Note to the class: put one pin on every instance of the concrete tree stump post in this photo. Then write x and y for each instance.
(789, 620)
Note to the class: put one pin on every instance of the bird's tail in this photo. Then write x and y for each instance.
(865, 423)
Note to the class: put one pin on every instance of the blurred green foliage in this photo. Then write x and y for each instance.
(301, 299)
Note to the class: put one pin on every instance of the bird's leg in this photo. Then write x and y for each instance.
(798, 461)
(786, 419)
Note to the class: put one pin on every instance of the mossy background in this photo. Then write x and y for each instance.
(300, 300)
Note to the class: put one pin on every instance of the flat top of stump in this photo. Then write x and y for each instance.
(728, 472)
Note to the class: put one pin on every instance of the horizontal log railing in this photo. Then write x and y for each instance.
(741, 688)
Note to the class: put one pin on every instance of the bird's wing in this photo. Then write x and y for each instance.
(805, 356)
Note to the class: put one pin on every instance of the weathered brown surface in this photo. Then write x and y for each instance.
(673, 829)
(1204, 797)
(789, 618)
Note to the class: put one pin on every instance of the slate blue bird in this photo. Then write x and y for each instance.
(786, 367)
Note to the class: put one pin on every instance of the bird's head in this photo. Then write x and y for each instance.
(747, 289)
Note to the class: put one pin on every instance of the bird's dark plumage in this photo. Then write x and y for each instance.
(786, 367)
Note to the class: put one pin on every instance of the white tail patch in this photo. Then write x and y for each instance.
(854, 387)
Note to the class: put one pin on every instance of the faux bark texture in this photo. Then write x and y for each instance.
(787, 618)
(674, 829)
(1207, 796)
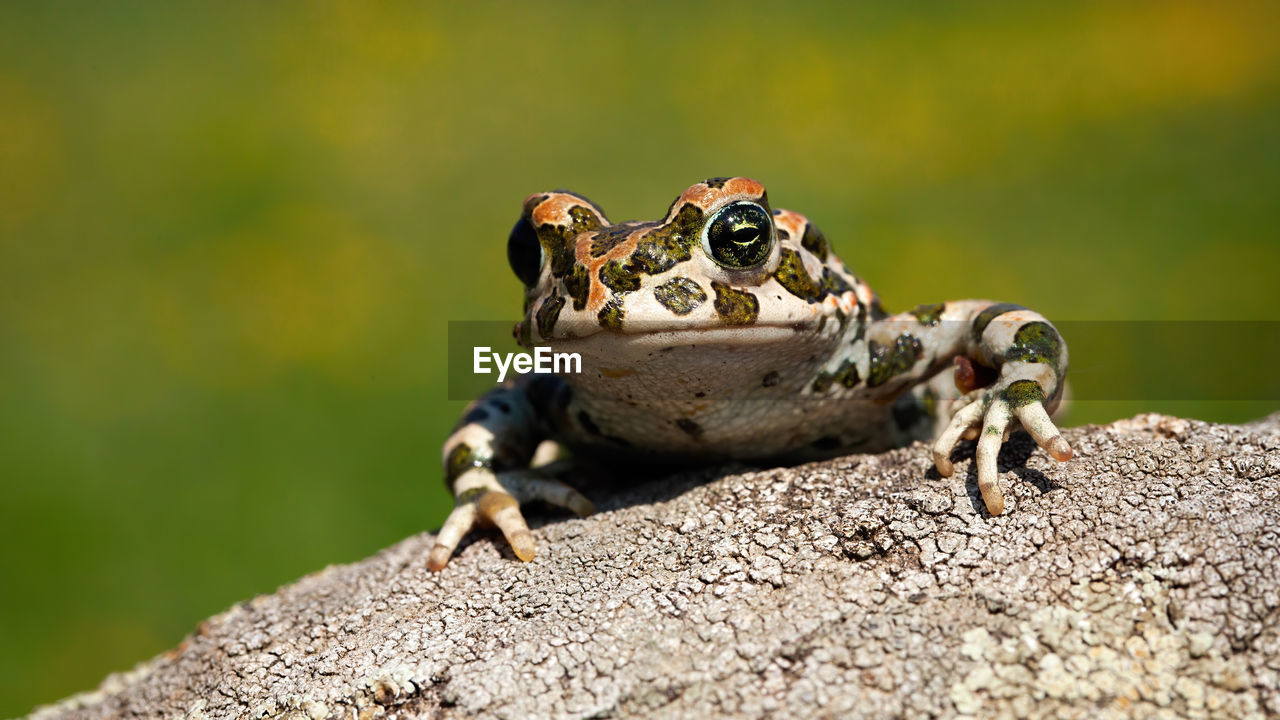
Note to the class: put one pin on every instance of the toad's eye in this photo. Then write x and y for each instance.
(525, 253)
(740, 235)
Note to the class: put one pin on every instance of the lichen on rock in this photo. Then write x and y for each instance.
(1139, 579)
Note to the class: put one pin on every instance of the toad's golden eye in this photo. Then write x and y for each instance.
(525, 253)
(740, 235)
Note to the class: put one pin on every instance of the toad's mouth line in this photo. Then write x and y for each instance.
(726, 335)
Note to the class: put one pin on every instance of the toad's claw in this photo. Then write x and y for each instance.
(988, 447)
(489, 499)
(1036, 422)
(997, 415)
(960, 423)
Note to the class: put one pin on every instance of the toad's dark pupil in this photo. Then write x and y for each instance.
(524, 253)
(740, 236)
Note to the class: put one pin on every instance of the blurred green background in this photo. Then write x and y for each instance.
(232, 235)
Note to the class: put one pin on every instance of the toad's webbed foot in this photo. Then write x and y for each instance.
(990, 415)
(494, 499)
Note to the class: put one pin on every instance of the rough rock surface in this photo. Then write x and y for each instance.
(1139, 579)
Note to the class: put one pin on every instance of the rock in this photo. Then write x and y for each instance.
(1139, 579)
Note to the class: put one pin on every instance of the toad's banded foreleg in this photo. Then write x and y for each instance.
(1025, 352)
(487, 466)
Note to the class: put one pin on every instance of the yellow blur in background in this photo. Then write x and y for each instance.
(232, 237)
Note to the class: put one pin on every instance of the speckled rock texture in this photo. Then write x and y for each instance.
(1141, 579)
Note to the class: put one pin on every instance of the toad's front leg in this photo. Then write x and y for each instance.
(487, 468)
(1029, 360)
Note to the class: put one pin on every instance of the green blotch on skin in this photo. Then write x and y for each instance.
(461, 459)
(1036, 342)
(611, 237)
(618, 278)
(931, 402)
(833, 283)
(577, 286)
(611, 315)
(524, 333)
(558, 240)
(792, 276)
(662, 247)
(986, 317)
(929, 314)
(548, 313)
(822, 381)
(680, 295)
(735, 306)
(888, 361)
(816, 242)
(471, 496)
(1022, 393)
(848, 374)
--
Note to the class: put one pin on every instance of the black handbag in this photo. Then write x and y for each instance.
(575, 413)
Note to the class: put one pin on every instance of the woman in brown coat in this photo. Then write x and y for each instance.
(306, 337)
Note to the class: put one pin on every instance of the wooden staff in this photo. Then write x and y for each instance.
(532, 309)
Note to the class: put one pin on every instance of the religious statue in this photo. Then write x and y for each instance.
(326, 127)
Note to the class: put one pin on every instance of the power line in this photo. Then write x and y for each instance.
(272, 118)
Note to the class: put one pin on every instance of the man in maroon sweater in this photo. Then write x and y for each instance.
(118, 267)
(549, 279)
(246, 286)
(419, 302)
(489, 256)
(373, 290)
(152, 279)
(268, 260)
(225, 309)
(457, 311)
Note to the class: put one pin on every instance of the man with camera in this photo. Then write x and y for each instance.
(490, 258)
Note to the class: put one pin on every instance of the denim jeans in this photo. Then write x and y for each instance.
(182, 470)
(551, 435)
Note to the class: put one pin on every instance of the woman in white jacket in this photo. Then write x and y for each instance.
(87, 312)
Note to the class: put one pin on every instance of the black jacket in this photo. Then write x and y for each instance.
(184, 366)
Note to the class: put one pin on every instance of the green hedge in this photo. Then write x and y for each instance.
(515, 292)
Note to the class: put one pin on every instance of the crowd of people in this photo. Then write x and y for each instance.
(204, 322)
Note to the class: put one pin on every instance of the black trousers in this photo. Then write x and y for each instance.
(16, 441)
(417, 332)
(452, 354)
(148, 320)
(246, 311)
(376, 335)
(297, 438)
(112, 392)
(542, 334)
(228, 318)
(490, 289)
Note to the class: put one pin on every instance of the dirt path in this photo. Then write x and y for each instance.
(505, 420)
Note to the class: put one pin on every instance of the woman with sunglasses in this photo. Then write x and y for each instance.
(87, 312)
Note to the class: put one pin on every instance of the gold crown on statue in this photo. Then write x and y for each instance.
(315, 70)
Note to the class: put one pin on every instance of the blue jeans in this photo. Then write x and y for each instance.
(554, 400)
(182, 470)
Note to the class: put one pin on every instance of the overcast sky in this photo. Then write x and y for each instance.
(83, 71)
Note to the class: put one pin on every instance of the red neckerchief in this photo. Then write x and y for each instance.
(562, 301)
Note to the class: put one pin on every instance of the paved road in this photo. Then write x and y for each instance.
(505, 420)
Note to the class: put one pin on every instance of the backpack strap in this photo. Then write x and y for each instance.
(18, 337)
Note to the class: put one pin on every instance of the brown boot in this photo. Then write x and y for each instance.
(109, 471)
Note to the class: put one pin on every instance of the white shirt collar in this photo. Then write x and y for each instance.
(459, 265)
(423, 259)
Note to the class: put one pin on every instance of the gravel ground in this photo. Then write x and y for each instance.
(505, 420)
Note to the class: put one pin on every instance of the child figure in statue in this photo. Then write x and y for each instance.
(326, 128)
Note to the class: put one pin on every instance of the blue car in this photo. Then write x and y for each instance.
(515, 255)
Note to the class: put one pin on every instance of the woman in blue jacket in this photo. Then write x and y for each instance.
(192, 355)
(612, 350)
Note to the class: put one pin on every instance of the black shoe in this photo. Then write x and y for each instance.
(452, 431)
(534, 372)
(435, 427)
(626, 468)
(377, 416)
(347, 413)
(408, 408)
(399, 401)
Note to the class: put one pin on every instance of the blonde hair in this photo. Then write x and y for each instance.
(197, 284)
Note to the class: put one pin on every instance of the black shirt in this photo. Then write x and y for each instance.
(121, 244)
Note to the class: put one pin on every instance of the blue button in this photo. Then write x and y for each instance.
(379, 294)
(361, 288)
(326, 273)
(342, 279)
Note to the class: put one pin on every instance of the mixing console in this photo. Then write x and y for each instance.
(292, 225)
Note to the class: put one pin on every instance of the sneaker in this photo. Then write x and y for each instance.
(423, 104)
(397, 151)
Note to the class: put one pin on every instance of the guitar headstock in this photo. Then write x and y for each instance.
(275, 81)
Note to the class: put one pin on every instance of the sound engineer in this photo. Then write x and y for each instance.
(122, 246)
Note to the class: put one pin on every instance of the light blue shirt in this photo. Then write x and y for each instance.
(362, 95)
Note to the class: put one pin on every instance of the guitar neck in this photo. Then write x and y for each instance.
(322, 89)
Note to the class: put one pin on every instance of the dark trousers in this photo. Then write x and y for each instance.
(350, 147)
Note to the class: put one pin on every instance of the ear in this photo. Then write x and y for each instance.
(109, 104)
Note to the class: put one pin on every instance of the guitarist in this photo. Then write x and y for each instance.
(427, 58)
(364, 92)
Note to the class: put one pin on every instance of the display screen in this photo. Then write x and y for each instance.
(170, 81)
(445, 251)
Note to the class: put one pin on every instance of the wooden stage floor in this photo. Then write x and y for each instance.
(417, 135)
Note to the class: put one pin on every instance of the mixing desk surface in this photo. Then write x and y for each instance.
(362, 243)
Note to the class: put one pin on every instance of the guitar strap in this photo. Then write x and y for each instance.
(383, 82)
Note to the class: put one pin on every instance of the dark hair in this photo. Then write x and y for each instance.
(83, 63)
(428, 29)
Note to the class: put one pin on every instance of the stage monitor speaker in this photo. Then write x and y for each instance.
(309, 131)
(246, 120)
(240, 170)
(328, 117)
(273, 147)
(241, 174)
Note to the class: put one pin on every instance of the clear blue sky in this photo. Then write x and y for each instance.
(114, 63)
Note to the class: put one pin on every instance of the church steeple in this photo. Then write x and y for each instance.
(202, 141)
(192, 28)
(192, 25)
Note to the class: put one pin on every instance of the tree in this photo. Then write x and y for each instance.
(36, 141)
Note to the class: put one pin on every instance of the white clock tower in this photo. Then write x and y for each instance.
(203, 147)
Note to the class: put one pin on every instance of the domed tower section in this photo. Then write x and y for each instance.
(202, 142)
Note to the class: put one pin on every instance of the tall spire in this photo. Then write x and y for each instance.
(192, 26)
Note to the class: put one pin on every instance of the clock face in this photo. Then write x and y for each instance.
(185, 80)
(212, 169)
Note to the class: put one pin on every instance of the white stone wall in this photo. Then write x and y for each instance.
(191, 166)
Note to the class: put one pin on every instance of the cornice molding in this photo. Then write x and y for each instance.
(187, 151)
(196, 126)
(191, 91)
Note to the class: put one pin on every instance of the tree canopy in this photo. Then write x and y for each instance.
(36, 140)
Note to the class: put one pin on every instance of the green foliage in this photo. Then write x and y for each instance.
--
#### Task to complete:
Rewrite the entries from the line with "of the stage" to the line with "the green foliage", substituting "place one marker on" for "put one pin on" and leaving everything else unchanged.

#### Correct result:
Note to the class: place one marker on every instance of the stage monitor speaker in this photo. Then write x and y for each instance.
(309, 131)
(246, 120)
(240, 170)
(328, 117)
(273, 147)
(241, 174)
Note to the class: place one marker on every instance of the clear blue sky in this photo. Then write x and y for each instance.
(114, 63)
Note to the class: place one marker on every instance of the church steeple in this photo. Then write x and y for each instance.
(202, 141)
(192, 28)
(192, 25)
Note to the class: place one marker on every instance of the tree in this photo. Then write x and y for each instance.
(36, 141)
Note to the class: place one marker on every instance of the white clock tower in this photo. Then write x and y for each instance.
(203, 147)
Note to the class: place one marker on every instance of the domed tower section in this photo. Then write x and y for each instance.
(202, 142)
Note to the class: place one marker on every instance of the tall spire in this photo. Then write x and y for each instance.
(192, 26)
Note to the class: place one marker on every instance of the clock face in this photo. Then write x and y for each instance.
(185, 80)
(212, 169)
Note to the class: place one marker on every instance of the white stone wall in this photo. Then write x and y for each instance.
(191, 166)
Note to the class: place one marker on every instance of the cornice molding in this photo. Then write x and y for each instance.
(187, 151)
(196, 126)
(191, 91)
Note to the class: place one marker on every instance of the tree canopy in this photo. Then write x and y for each instance.
(36, 140)
Note to the class: place one marker on every instance of the green foliage in this photo. Then write x and y for each instance.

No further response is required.